BRIEF 1.
Turn the entries into a JSON list of strings, one string per line with blank lines left out, starting at the line that contains "If you could mark the bird's claw" and ending with the last line of the entries.

EXCERPTED TEXT.
::::

Faster OpenGL in Cocoa

Krevnik
Unregistered
 
Post: #16
jabber Wrote:Krevnik: your link is a 404. Sad
Yeah, because I linked to an area of comcast, rather than my webspace:

http://home.comcast.net/~krevnik/files/CustomGL.zip

Arekkusu: The thread approach is a valid one, but I would rather offload physics and networking onto the second thread rather than rendering. That is just my thoughts though.

The odd thing is that on reasonable machines, you don't get the weird lag I am seeing on my Pismo from NSTimer. What is really wierd is that I would kick up my timer from 1/20th of a second to 1/200th of a second, and my framerate would drop (mind you, this is an LCD, not a CRT system, so the refresh is listed as 0Hz) rather than rise. I honestly haven't found the full cause of exactly what is causing the lag, but it went away the moment I stopped using NSTimer to manage the calls to the rendering code, and I saw massive speedups in NeHe demos by switching to a custom event loop from NSTimer across every tutorial I have worked with so far. I would say that isn't anything to sneeze at.

While it can be debated over which should be used now, custom event loops used to be the only way to do things like this before Carbon/Cocoa. Plus it had the advantage of letting the developer tweak their code to minimize overhead from the APIs. I don't see how this method would be any less valid now then it was then, especially with how little code is being written to customize the event loop. Another thing is that the code for the custom Application class only needs to be written once, and a delegate super-class can be written for OpenGL software once as well. In this way, the extra effort does not need to be done for every application written, which means the code is portable between Cocoa apps.

::::

DATA SECTION.

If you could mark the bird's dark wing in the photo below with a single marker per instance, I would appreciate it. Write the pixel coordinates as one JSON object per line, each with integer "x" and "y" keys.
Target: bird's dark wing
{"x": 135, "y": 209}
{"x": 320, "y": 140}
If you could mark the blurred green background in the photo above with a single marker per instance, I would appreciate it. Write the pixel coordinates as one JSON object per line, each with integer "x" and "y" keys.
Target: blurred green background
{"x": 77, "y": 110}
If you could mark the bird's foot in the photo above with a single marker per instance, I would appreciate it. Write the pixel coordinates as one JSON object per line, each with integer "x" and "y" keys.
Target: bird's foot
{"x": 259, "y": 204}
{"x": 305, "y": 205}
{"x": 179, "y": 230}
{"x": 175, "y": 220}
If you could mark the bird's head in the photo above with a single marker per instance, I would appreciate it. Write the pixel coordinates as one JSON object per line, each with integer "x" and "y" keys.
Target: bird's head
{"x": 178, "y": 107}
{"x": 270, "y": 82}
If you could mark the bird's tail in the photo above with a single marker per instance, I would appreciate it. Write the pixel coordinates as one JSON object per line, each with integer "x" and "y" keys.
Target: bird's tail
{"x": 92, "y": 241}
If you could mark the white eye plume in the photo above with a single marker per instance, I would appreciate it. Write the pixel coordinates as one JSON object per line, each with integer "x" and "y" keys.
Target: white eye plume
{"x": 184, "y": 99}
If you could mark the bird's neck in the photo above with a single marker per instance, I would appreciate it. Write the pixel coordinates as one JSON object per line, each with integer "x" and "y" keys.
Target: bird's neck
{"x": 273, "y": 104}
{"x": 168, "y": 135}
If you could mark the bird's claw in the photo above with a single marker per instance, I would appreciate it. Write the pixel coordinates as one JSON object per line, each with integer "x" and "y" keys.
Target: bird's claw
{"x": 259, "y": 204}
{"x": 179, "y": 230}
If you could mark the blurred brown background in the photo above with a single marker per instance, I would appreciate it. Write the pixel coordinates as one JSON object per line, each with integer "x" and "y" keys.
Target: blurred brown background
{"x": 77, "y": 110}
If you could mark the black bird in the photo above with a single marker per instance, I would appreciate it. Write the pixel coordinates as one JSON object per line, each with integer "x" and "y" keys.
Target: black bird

::::

BRIEF 2.
List every forum username that appears in the Faster OpenGL in Cocoa post.

CORRECT OUTPUT 1.
[
  "If you could mark the bird's claw in the photo above with a single marker per instance, I would appreciate it. Write the pixel coordinates as one JSON object per line, each with integer \"x\" and \"y\" keys.",
  "Target: bird's claw",
  "{\"x\": 259, \"y\": 204}",
  "{\"x\": 179, \"y\": 230}",
  "If you could mark the blurred brown background in the photo above with a single marker per instance, I would appreciate it. Write the pixel coordinates as one JSON object per line, each with integer \"x\" and \"y\" keys.",
  "Target: blurred brown background",
  "{\"x\": 77, \"y\": 110}",
  "If you could mark the black bird in the photo above with a single marker per instance, I would appreciate it. Write the pixel coordinates as one JSON object per line, each with integer \"x\" and \"y\" keys.",
  "Target: black bird"
]

CORRECT OUTPUT 2.
Krevnik
jabber
Arekkusu